* [EXCERPTED DATA]
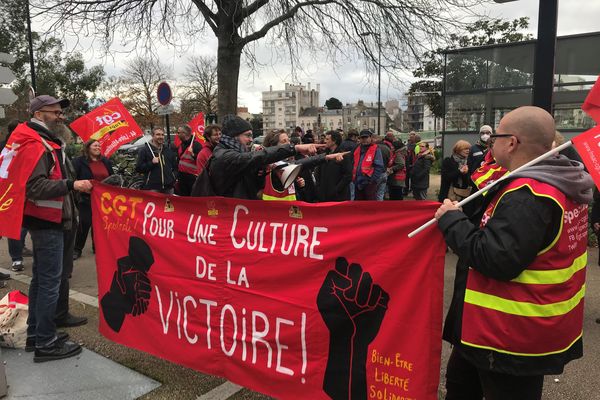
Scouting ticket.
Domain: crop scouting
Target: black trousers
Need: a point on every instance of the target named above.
(466, 382)
(62, 306)
(85, 223)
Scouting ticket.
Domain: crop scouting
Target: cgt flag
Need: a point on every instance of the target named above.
(110, 124)
(284, 298)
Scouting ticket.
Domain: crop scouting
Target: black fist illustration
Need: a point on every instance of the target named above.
(353, 308)
(130, 288)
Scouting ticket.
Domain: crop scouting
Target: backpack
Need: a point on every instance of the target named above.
(203, 186)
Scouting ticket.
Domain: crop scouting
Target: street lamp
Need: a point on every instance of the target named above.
(378, 78)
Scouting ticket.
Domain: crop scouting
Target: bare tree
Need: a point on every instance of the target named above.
(137, 88)
(400, 29)
(201, 84)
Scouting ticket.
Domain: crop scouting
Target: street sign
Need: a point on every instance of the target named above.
(6, 75)
(7, 58)
(165, 110)
(164, 93)
(7, 96)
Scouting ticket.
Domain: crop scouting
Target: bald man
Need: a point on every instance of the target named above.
(517, 309)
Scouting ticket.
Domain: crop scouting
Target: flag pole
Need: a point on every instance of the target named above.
(488, 187)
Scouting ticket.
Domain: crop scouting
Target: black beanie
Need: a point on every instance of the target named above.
(234, 125)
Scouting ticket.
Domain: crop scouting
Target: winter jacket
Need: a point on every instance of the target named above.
(40, 187)
(157, 176)
(236, 174)
(450, 175)
(333, 179)
(522, 225)
(419, 173)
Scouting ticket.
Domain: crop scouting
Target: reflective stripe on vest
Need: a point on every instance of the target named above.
(187, 163)
(270, 193)
(510, 317)
(366, 168)
(48, 210)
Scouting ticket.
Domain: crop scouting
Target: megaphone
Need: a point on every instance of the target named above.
(287, 173)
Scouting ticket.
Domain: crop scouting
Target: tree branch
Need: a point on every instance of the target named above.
(283, 17)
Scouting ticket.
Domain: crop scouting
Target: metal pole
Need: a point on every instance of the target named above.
(30, 39)
(379, 90)
(543, 76)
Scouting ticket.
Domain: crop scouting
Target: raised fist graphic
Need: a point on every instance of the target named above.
(353, 308)
(130, 288)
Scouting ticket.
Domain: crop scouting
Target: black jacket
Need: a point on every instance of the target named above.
(157, 176)
(450, 175)
(81, 165)
(522, 225)
(333, 179)
(236, 174)
(419, 174)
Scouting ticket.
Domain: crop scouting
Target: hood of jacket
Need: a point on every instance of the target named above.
(564, 174)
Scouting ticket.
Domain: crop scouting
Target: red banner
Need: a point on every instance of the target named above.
(197, 125)
(17, 161)
(327, 300)
(110, 124)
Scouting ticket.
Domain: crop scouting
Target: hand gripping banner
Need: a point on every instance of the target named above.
(110, 124)
(328, 300)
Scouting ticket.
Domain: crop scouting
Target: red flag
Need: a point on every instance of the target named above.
(17, 160)
(197, 125)
(275, 297)
(588, 147)
(591, 105)
(110, 124)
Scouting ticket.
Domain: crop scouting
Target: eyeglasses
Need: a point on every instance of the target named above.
(58, 113)
(494, 136)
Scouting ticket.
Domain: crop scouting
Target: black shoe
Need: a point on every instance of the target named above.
(30, 343)
(70, 321)
(57, 351)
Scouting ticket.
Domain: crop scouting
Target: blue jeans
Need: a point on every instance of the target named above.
(45, 283)
(15, 247)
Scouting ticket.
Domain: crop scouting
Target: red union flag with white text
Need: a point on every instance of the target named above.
(291, 299)
(110, 124)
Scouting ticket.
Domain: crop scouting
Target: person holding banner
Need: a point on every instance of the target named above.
(235, 170)
(157, 162)
(517, 308)
(187, 152)
(50, 217)
(91, 165)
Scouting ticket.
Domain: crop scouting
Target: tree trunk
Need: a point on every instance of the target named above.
(228, 72)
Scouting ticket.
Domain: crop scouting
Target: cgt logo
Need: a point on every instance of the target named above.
(108, 119)
(119, 204)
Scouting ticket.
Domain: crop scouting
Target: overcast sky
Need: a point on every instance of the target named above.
(349, 82)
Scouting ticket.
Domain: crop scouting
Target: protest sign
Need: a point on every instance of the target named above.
(110, 124)
(328, 300)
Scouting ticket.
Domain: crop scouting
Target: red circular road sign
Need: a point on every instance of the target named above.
(164, 93)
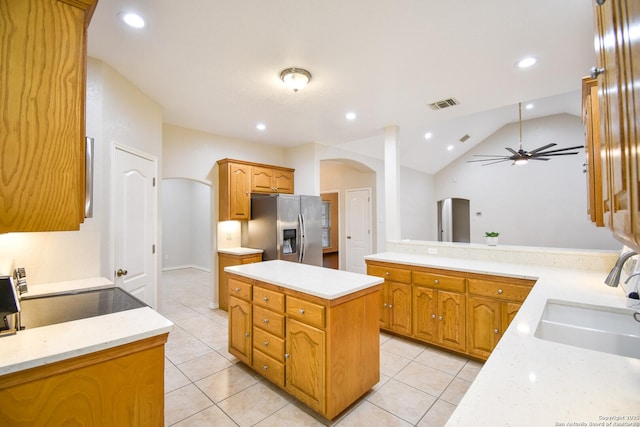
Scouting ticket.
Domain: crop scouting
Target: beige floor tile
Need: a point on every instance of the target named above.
(173, 377)
(184, 402)
(402, 400)
(425, 378)
(368, 415)
(290, 416)
(455, 391)
(227, 382)
(438, 415)
(203, 366)
(253, 405)
(470, 370)
(442, 360)
(391, 363)
(402, 347)
(212, 416)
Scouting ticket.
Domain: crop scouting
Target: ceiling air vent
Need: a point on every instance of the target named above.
(444, 103)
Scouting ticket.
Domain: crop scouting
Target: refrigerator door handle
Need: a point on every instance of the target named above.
(302, 232)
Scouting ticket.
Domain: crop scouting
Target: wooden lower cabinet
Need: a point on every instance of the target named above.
(326, 353)
(114, 387)
(228, 260)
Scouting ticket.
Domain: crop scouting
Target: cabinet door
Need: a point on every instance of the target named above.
(240, 341)
(400, 308)
(484, 325)
(305, 364)
(451, 320)
(424, 313)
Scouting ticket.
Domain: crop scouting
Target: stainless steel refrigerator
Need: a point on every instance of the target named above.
(287, 227)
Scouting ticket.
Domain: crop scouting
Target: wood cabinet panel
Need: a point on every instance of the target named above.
(43, 70)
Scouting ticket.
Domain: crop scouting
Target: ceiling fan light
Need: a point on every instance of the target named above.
(295, 78)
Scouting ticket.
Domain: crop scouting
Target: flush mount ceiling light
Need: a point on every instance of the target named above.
(295, 78)
(132, 19)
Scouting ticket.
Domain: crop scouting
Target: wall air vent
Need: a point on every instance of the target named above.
(444, 103)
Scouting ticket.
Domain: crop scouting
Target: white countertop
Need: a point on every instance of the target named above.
(48, 344)
(318, 281)
(240, 251)
(528, 381)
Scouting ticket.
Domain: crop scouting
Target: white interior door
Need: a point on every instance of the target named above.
(358, 229)
(135, 213)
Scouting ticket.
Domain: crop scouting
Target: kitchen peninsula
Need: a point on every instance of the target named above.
(310, 330)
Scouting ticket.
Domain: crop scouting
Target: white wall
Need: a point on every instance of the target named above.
(186, 224)
(116, 112)
(538, 204)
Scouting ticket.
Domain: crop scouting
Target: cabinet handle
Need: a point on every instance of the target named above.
(596, 71)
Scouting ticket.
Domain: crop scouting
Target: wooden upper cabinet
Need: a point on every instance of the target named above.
(619, 103)
(270, 179)
(42, 133)
(593, 151)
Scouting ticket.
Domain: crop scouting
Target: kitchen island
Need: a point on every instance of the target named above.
(529, 381)
(310, 330)
(104, 370)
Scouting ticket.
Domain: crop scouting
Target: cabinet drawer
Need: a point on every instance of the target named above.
(268, 320)
(268, 344)
(500, 290)
(267, 298)
(390, 273)
(239, 289)
(305, 311)
(269, 368)
(439, 281)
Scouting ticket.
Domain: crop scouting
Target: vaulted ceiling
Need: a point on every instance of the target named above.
(214, 65)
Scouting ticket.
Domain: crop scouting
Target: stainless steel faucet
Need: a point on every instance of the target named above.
(613, 279)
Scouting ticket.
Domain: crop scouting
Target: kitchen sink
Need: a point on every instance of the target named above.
(68, 306)
(607, 329)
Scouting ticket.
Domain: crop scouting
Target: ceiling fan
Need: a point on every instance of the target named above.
(522, 157)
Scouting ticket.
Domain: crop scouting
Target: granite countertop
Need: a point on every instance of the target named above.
(48, 344)
(322, 282)
(529, 381)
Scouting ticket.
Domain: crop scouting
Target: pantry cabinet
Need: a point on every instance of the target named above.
(43, 70)
(617, 75)
(238, 179)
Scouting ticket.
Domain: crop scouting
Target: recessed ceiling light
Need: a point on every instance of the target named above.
(132, 19)
(526, 62)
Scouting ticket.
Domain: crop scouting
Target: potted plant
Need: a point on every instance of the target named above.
(491, 237)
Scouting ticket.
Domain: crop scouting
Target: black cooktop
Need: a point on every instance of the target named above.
(60, 308)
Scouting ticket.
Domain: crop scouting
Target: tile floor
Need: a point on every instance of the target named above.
(206, 386)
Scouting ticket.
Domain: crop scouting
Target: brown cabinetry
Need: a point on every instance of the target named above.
(618, 72)
(43, 70)
(300, 343)
(227, 260)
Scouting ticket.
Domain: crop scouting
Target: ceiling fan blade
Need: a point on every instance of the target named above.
(544, 147)
(562, 149)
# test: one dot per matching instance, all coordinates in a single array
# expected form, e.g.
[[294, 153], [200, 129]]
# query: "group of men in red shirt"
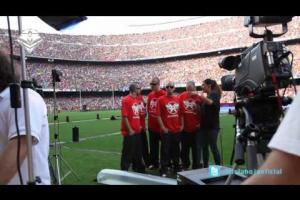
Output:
[[173, 121]]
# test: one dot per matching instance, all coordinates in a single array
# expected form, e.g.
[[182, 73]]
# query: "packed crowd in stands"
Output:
[[219, 34], [92, 77]]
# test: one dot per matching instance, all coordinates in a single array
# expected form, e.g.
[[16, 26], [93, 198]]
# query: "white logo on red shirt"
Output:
[[190, 105], [172, 107], [135, 108]]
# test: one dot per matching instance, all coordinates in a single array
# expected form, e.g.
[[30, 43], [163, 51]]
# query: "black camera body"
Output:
[[254, 73], [256, 68], [260, 71]]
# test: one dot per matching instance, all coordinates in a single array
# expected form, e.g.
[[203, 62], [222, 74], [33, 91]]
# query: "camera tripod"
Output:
[[57, 158], [251, 138]]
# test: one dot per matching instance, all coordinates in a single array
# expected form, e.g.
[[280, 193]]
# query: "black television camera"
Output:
[[260, 71]]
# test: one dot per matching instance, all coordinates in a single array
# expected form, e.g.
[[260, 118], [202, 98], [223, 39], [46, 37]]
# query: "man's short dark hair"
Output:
[[6, 75]]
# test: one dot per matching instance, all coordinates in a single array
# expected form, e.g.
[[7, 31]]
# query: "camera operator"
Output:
[[285, 155], [210, 123], [8, 131]]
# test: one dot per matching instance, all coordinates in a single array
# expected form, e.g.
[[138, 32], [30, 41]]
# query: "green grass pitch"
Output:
[[101, 142]]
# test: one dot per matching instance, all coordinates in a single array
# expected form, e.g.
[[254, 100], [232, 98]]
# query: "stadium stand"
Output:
[[106, 63]]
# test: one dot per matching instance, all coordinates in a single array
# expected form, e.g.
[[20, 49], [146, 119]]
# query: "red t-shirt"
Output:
[[190, 112], [169, 110], [130, 109], [142, 111], [151, 108]]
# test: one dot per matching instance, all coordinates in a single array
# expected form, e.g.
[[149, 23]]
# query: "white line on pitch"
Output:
[[93, 150], [87, 120]]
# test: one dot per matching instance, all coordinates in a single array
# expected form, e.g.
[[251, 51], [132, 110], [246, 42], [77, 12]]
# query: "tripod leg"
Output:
[[69, 167], [52, 172], [221, 144]]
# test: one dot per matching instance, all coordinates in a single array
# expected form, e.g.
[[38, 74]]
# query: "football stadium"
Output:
[[94, 74]]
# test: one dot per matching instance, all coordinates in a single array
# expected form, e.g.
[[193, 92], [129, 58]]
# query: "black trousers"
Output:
[[132, 154], [145, 149], [189, 142], [154, 139], [170, 151], [208, 138]]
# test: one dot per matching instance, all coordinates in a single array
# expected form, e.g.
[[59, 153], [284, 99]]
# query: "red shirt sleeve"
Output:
[[158, 108], [125, 110], [199, 100]]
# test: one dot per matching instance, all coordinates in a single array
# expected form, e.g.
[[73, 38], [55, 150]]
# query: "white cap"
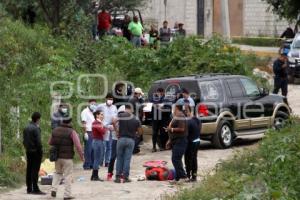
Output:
[[138, 91], [121, 109]]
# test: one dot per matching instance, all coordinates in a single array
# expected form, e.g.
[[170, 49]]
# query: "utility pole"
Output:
[[165, 3], [0, 139], [225, 18]]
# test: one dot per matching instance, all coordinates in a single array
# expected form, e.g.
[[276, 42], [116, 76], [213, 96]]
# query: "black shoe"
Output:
[[127, 180], [53, 194], [38, 192], [117, 180], [67, 198], [97, 179]]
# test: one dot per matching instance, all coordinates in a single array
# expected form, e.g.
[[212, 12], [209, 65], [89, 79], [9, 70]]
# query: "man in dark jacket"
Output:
[[34, 153], [129, 127], [57, 117], [64, 137], [281, 76]]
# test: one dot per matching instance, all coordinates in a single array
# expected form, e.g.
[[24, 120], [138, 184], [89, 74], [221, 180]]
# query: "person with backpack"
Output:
[[165, 34], [34, 154], [178, 131], [129, 127], [190, 156], [64, 138], [98, 131], [104, 23], [136, 29]]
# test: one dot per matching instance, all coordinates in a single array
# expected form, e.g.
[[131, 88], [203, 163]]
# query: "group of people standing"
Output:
[[111, 133], [179, 132], [133, 29]]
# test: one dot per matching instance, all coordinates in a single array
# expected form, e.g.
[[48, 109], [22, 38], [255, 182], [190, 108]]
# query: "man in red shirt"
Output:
[[104, 22]]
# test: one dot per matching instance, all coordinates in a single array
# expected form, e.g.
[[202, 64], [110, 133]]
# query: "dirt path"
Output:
[[145, 190], [208, 158]]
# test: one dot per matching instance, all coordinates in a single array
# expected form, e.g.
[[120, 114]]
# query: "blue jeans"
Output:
[[178, 150], [113, 156], [136, 41], [88, 152], [94, 31], [98, 148], [281, 83], [108, 145], [124, 153]]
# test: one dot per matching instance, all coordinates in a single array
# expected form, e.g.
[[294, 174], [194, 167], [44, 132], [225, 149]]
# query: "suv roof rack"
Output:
[[199, 75], [211, 75]]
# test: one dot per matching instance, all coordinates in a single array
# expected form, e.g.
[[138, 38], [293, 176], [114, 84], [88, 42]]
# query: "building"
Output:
[[204, 17]]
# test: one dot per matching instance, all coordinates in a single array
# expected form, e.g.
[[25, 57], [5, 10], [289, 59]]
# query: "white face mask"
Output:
[[109, 102], [93, 107], [64, 110]]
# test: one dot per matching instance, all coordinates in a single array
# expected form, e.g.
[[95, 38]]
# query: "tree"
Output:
[[60, 13], [287, 9]]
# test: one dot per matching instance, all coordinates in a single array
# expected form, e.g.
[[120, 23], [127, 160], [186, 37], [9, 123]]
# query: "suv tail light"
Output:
[[203, 110]]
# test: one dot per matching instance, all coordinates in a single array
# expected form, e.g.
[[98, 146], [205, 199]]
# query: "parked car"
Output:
[[294, 60], [118, 16], [228, 105]]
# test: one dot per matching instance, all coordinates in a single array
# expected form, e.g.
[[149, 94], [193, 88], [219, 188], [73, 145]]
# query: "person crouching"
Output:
[[98, 132]]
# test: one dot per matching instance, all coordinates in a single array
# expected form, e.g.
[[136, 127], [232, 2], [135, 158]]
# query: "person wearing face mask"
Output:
[[34, 154], [87, 119], [120, 95], [99, 131], [57, 117], [137, 102], [110, 113]]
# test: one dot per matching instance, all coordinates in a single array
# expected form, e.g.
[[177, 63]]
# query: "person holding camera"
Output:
[[64, 138], [280, 67], [34, 154]]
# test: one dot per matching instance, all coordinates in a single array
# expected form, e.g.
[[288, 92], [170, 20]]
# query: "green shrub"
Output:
[[270, 172], [32, 58], [257, 41]]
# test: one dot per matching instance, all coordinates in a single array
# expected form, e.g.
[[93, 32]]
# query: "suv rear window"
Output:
[[211, 91]]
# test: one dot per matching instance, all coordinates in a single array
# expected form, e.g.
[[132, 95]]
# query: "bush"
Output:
[[257, 41], [32, 59], [270, 172]]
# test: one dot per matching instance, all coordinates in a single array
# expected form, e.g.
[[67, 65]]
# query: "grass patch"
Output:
[[257, 41], [270, 172], [7, 166]]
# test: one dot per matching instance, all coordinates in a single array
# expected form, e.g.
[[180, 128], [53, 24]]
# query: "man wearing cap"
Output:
[[281, 76], [110, 113], [57, 117], [186, 98], [87, 119], [181, 32], [137, 105]]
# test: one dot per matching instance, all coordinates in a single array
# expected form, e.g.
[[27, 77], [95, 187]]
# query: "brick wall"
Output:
[[184, 11], [259, 22]]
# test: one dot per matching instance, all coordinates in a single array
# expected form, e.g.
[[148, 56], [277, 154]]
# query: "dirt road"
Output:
[[146, 190]]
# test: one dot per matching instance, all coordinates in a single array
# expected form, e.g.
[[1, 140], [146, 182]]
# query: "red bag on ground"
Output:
[[157, 173]]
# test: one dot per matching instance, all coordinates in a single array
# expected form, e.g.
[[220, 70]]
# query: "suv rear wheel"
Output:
[[280, 120], [223, 138]]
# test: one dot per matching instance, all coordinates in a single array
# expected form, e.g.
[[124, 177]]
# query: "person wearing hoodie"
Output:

* [TASK DIRECTIONS] Among the entries above, find every line holding "refrigerator" and copy it.

* [RESULT BELOW]
Target: refrigerator door handle
Target: stainless steel refrigerator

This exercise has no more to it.